Semua ini menimbulkan pertanyaan besar di benak rakyat: “Sebenarnya, apa indikator keberhasilan mereka? Apa output nyata dari gaji besar yang kami bayarkan?“
Islam mengajarkan prinsip keadilan (‘adl) dan keseimbangan (tawazun). Jika hak (gaji) terus dinaikkan, tapi kewajiban (pelayanan) tidak membaik, maka di situlah letak ketidakadilannya. Ini bukan lagi soal angka, tapi soal rasa keadilan yang terluka, yang bisa mengikis kepercayaan publik secara perlahan namun pasti.

Transparansi & Akuntabilitas, Tuntutan Zaman yang Sejalan dengan Syariat
Di zaman keterbukaan informasi ini, publik menuntut transparansi. Kita ingin tahu, bukan hanya berapa gaji seorang pejabat, tapi juga apa saja target kerjanya dan bagaimana hasil evaluasinya. Seharusnya, setiap lembaga pemerintah punya ‘rapor’ publik yang bisa diakses oleh siapa saja. Misalnya:
- Kementerian Pertanian: Apa target penurunan impor pangan? Seberapa besar peningkatan kesejahteraan petani? Berapa luas lahan sawah baru yang berhasil dicetak?
- Kementerian Pendidikan: Berapa persen penurunan angka putus sekolah? Bagaimana skor PISA siswa kita jika kita bandingkan dengan negara lain? Berapa banyak guru honorer yang sudah pemerintah angkat menjadi ASN?
- Kementerian PUPR: Berapa kilometer jalan baru yang sudah Anda bangun (dengan kualitas baik dan tahan lama)? Seberapa efektif program penanggulangan banjir di kota-kota besar?
- - -
■ Tujuan A: Tulis ulang entri dari baris yang memuat "I'd be grateful if you could point out where the eucalyptus" hingga baris yang memuat "[[0, 219, 113, 232]]", kedua baris itu ikut disertakan, dengan menukar "verifying" menjadi "checking" tanpa mengubah apa pun selain itu.
Kutipan di atas dan entri-entri berikut tidak memiliki hubungan satu sama lain.
- - -
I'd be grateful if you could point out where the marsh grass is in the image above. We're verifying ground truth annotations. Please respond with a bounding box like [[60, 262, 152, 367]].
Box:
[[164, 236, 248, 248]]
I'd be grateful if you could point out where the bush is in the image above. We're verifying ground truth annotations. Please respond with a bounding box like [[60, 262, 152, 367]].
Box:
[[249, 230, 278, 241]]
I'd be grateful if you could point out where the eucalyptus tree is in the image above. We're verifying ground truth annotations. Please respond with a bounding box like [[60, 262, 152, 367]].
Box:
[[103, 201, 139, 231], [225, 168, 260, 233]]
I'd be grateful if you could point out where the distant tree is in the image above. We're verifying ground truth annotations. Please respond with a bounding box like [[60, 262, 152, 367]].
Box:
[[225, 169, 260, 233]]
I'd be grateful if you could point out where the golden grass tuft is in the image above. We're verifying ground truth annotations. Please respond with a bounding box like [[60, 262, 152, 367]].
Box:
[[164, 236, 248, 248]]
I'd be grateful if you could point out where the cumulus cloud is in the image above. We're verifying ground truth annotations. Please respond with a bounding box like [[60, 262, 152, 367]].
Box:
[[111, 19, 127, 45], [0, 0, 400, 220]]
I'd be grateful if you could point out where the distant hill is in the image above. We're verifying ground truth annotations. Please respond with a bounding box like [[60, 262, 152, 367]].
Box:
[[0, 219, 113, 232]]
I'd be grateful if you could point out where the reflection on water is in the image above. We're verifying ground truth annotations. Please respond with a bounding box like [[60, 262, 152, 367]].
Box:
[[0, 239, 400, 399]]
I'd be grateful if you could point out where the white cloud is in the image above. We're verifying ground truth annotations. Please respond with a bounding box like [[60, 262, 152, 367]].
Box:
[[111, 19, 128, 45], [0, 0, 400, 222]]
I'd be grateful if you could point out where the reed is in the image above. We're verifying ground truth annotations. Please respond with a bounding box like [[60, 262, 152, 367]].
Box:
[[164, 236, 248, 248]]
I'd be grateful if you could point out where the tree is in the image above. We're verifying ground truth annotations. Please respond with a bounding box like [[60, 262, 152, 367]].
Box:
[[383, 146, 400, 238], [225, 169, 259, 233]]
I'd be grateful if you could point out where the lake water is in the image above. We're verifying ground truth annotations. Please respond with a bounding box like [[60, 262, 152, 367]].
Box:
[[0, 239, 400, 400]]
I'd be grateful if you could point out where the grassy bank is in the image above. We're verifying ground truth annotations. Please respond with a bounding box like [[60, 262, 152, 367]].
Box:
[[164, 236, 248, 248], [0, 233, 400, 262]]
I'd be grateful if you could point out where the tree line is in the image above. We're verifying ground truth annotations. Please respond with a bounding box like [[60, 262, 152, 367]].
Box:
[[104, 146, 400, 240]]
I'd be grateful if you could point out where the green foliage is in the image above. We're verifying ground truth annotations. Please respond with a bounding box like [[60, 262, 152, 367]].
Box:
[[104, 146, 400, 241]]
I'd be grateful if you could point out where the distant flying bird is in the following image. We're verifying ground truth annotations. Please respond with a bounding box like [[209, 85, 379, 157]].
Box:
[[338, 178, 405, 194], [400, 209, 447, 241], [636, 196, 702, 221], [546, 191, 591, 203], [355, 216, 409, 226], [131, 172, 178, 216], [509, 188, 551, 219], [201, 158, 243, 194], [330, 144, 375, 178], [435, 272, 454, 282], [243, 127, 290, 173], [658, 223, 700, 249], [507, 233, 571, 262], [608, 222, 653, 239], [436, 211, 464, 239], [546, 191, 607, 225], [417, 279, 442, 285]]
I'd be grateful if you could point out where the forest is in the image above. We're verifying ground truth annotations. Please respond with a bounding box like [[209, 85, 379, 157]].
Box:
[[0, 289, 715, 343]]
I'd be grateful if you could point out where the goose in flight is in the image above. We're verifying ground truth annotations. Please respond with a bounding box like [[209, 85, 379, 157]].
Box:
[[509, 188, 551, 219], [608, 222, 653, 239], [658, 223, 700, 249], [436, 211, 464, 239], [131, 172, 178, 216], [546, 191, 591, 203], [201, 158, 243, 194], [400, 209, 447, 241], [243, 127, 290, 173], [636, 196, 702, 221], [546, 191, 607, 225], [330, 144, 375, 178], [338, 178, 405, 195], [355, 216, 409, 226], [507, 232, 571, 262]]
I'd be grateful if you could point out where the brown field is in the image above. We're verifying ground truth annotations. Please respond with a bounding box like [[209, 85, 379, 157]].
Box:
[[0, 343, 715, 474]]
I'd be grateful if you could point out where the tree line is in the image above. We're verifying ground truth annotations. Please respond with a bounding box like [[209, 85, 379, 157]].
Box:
- - -
■ Tujuan B: Menurut kutipan tentang gaji pejabat, prinsip apa saja yang diajarkan Islam?

■ Penyelesaian Soal A:
I'd be grateful if you could point out where the eucalyptus tree is in the image above. We're checking ground truth annotations. Please respond with a bounding box like [[60, 262, 152, 367]].
Box:
[[103, 201, 139, 231], [225, 168, 260, 233]]
I'd be grateful if you could point out where the distant tree is in the image above. We're checking ground truth annotations. Please respond with a bounding box like [[60, 262, 152, 367]].
Box:
[[225, 169, 260, 233]]
I'd be grateful if you could point out where the golden grass tuft is in the image above. We're checking ground truth annotations. Please respond with a bounding box like [[60, 262, 152, 367]].
Box:
[[164, 236, 248, 248]]
I'd be grateful if you could point out where the cumulus cloud is in the image above. We're checking ground truth annotations. Please respond with a bounding box like [[60, 262, 152, 367]].
Box:
[[111, 19, 127, 45], [0, 0, 400, 220]]
I'd be grateful if you could point out where the distant hill is in the image above. We're checking ground truth annotations. Please respond with a bounding box like [[60, 262, 152, 367]].
Box:
[[0, 219, 113, 232]]

■ Penyelesaian Soal B: Prinsip keadilan (‘adl) dan keseimbangan (tawazun).